- **Task details**
Count the lines of the material below that contain the string "nozzle". Reply with the number alone.

- **Data provided**
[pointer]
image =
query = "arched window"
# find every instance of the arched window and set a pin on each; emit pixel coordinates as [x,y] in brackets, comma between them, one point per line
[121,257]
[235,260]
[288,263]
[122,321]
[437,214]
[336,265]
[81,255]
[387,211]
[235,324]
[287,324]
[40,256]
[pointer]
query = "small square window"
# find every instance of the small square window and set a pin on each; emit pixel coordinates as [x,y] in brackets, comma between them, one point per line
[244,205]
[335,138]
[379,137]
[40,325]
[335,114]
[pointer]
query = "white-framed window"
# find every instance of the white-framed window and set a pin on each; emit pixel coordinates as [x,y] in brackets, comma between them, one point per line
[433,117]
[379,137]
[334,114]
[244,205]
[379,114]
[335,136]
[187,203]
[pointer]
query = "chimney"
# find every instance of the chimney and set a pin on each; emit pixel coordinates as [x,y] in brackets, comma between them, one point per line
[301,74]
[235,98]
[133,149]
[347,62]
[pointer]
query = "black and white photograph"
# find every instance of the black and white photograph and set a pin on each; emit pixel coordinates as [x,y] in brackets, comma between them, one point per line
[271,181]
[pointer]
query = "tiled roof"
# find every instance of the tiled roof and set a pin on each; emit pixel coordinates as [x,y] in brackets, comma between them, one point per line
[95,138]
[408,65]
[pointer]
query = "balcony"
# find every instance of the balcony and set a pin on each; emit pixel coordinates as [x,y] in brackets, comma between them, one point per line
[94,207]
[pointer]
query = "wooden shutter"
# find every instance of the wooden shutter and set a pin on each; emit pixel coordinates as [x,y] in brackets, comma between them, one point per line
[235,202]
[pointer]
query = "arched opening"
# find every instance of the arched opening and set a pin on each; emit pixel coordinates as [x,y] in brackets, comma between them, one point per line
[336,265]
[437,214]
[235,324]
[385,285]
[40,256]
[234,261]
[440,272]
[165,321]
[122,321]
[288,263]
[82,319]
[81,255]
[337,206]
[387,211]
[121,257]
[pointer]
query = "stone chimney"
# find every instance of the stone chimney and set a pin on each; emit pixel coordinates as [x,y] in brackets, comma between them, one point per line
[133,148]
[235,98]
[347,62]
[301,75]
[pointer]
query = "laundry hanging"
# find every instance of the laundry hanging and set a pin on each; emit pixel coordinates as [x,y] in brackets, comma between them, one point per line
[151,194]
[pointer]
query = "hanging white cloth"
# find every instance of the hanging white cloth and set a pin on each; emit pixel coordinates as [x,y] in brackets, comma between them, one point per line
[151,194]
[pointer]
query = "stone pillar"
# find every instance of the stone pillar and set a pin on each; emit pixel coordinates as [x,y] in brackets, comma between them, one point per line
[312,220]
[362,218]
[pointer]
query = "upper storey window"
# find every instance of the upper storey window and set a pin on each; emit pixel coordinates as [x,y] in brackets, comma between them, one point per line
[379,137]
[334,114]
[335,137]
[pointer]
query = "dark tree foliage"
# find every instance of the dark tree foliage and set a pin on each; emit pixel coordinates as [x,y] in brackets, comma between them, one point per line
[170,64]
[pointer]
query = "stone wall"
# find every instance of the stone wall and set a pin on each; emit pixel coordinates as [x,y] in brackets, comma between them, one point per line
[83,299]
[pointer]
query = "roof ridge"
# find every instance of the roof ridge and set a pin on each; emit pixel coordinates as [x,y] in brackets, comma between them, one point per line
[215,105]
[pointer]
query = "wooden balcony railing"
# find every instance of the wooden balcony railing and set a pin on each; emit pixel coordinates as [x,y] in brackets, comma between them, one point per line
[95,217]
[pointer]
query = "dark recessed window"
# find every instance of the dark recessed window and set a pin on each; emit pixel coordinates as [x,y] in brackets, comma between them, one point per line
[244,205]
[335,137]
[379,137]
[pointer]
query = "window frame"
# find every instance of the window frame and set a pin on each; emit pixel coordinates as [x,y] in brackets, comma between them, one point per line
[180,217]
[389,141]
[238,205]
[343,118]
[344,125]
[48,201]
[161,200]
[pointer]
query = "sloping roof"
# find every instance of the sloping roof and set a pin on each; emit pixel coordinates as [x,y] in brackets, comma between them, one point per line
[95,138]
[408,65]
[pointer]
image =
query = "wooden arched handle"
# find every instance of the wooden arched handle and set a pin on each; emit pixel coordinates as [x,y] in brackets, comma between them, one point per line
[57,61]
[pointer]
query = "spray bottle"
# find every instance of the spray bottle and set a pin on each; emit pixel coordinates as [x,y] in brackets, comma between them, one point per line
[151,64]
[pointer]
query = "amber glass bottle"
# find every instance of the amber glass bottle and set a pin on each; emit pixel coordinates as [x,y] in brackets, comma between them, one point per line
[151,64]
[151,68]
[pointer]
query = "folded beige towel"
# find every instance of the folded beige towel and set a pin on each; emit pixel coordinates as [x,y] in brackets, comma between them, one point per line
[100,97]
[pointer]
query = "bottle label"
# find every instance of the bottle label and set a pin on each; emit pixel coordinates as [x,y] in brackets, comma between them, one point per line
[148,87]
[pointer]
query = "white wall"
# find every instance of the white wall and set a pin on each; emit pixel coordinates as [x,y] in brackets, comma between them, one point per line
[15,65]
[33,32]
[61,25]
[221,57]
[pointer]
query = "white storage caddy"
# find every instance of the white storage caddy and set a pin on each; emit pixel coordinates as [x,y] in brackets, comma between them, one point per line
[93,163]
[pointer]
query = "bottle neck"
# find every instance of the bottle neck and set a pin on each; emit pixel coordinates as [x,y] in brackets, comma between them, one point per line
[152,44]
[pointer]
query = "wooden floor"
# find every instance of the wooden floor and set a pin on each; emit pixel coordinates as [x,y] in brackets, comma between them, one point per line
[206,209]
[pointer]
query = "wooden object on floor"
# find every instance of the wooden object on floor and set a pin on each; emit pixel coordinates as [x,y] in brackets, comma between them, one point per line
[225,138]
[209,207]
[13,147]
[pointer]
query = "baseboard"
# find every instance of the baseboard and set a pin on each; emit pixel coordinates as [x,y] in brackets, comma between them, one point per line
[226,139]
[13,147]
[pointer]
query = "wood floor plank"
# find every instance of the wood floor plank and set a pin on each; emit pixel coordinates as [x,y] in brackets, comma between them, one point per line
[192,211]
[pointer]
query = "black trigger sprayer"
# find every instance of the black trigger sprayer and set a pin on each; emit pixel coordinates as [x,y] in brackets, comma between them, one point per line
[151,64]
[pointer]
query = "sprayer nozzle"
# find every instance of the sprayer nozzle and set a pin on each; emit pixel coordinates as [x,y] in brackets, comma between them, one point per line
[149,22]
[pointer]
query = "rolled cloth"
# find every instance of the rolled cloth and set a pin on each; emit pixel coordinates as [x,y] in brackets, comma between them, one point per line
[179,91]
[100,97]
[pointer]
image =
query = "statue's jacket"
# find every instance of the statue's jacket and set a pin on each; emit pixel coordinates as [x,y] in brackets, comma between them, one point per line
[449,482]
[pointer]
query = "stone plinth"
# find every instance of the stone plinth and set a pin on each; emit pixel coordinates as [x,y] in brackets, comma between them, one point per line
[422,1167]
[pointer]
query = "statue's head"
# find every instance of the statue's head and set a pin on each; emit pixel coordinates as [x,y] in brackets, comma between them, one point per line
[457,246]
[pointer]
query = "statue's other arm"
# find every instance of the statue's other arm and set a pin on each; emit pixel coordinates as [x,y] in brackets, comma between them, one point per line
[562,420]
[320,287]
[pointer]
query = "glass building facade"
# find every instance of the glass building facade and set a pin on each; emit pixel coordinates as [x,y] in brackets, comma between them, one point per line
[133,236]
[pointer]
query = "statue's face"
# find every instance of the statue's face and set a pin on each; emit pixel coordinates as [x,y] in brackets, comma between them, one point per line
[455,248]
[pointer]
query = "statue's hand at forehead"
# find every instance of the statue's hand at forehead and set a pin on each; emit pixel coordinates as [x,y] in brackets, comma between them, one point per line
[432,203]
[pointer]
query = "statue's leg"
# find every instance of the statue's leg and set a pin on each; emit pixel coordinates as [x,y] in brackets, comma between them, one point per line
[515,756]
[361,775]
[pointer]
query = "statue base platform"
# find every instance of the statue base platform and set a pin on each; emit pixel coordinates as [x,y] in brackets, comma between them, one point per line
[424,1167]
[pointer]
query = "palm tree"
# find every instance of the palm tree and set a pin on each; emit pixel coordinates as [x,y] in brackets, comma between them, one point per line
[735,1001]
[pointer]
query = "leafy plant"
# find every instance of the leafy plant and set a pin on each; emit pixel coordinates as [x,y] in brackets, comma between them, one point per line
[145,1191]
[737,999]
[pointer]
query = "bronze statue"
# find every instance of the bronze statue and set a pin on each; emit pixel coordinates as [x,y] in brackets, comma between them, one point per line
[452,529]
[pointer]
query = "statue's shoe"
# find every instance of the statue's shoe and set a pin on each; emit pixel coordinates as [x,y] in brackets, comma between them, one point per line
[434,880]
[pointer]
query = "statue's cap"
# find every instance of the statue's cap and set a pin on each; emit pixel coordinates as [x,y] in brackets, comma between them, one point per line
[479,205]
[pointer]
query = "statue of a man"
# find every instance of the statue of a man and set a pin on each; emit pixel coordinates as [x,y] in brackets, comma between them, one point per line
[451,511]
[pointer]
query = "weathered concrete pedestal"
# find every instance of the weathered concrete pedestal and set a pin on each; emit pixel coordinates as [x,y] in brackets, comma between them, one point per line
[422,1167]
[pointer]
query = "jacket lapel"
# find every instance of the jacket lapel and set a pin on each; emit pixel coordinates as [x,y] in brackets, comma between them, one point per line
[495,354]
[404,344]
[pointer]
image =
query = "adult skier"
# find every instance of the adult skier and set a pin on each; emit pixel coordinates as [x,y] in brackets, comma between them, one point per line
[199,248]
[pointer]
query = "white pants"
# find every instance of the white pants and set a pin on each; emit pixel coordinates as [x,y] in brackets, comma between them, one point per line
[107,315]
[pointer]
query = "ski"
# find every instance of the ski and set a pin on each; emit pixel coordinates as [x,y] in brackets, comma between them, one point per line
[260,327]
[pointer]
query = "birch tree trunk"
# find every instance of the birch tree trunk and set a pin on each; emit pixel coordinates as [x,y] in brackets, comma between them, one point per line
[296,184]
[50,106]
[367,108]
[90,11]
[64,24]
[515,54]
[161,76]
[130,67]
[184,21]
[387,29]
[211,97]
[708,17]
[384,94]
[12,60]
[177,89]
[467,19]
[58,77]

- **Exercise solution**
2